## TASKS TO CARRY OUT
a – In the Venezuela commentary below, rewrite the paragraph that begins "The arrival of May in Venezuela" as a short bulleted list that keeps its main facts.
b – According to the Venezuela commentary below, how often does the Laboratorio Crítico Comunachos intend to offer its reflections?

***** DOCUMENT

Venezuela: Critical Reflections on Events in the Month of May

Laboratorio Crítico Comunachos

At the close of the month of May, those of us who make up the Laboratorio Crítico Comunachos would like to offer an outline of the most outstanding topics that we have discussed internally during this last month and that we believe can serve for reflection and debate within popular organizations. We intend to make this a continuous exercise, so that at the end of each month we will offer our reflections as a contribution and supply for necessary debate.

May 1st by decree

The arrival of May in Venezuela promises to bring announcements of interest to Venezuelan workers, accustomed to the wage increases decreed year after year on the first day of this month. But this was not the case this year, since the increase was made the last days of April through an official bulletin that was first published in social networks before the increase was confirmed by the Minister of Labour himself, without any mention of the issue in an official act or in the voice of the President of the Republic, as had been the custom in the past.

**********
***** DATASET ENTRIES

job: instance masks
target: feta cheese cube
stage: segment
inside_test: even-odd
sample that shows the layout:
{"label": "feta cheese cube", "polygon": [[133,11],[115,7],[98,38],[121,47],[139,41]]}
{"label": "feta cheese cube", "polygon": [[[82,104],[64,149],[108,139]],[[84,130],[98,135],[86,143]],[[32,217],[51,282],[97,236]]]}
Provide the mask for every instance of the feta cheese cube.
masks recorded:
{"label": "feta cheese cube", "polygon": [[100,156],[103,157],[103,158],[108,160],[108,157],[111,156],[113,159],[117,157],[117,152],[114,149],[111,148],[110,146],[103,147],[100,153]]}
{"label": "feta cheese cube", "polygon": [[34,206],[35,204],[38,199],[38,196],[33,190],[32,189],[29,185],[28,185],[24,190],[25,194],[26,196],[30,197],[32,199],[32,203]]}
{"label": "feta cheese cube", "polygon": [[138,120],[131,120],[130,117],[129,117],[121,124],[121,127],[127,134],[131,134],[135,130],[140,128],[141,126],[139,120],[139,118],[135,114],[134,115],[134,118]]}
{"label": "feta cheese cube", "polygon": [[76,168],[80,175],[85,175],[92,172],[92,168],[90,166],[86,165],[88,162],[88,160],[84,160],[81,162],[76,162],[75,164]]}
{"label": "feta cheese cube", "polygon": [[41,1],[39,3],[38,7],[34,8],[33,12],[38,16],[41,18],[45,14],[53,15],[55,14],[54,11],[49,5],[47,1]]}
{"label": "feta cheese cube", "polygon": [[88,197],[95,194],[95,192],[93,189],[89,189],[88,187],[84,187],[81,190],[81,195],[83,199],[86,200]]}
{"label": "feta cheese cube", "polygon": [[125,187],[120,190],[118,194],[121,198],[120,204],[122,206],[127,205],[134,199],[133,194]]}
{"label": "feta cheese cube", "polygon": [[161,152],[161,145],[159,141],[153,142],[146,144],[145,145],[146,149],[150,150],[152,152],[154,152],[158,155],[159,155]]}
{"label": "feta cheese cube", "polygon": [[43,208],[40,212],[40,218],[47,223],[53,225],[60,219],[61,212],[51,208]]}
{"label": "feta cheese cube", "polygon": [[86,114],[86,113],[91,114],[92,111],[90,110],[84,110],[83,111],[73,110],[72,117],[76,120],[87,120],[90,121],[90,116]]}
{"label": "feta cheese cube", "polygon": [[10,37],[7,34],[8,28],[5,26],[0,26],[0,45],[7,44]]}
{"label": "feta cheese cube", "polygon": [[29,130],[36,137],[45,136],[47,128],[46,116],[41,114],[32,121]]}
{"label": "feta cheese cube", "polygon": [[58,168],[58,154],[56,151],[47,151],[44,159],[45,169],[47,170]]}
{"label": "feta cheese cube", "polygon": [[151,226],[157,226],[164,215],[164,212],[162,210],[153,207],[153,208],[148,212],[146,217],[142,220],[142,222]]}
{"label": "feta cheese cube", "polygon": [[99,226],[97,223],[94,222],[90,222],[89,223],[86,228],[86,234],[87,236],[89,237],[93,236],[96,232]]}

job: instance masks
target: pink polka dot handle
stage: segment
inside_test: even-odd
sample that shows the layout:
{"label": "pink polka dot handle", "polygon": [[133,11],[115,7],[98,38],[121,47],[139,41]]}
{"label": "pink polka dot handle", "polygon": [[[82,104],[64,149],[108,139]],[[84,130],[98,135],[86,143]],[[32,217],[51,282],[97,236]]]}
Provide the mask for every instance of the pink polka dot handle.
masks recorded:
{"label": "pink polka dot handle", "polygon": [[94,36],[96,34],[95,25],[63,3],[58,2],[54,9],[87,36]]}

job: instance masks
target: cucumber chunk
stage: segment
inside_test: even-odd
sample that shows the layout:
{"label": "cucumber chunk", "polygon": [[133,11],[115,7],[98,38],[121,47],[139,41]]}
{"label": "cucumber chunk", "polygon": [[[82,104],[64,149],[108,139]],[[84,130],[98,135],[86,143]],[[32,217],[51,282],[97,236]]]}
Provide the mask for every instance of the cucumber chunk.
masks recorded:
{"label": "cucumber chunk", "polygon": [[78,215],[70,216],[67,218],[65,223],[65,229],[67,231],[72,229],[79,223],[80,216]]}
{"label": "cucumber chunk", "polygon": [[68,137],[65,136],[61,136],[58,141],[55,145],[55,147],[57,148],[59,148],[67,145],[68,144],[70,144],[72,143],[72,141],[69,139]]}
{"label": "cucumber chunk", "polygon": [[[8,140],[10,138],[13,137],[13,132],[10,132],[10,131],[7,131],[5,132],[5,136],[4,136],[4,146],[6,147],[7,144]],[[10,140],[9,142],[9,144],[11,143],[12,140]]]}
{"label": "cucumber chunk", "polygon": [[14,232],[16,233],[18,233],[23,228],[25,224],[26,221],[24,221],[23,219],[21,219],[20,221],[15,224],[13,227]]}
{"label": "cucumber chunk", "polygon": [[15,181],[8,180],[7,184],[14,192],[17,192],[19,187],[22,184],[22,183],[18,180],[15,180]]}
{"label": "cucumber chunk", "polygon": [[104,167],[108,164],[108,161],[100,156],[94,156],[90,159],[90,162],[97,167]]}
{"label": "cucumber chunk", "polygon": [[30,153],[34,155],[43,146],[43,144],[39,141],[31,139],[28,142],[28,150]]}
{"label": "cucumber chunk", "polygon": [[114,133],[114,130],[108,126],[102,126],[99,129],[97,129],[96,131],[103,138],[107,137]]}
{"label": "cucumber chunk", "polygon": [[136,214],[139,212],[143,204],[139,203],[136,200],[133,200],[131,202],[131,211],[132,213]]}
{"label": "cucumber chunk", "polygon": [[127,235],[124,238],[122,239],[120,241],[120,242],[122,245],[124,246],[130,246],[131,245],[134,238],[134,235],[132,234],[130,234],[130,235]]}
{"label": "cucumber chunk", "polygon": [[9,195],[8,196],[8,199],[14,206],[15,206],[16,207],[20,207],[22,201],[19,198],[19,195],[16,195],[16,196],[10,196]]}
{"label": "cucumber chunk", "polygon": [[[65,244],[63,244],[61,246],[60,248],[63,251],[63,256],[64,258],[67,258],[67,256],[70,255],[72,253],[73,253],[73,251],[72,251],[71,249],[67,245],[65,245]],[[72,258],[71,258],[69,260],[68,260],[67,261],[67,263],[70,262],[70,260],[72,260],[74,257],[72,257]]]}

**********

## ANSWERS GIVEN
a –
- Venezuelan workers usually expect a wage increase decreed on the first day of May each year.
- This year the increase came in the last days of April instead.
- It was announced through an official bulletin that first appeared on social networks.
- The Minister of Labour confirmed it only afterward.
- Unlike past custom, it was not mentioned in an official act or by the President of the Republic.

b – At the end of each month.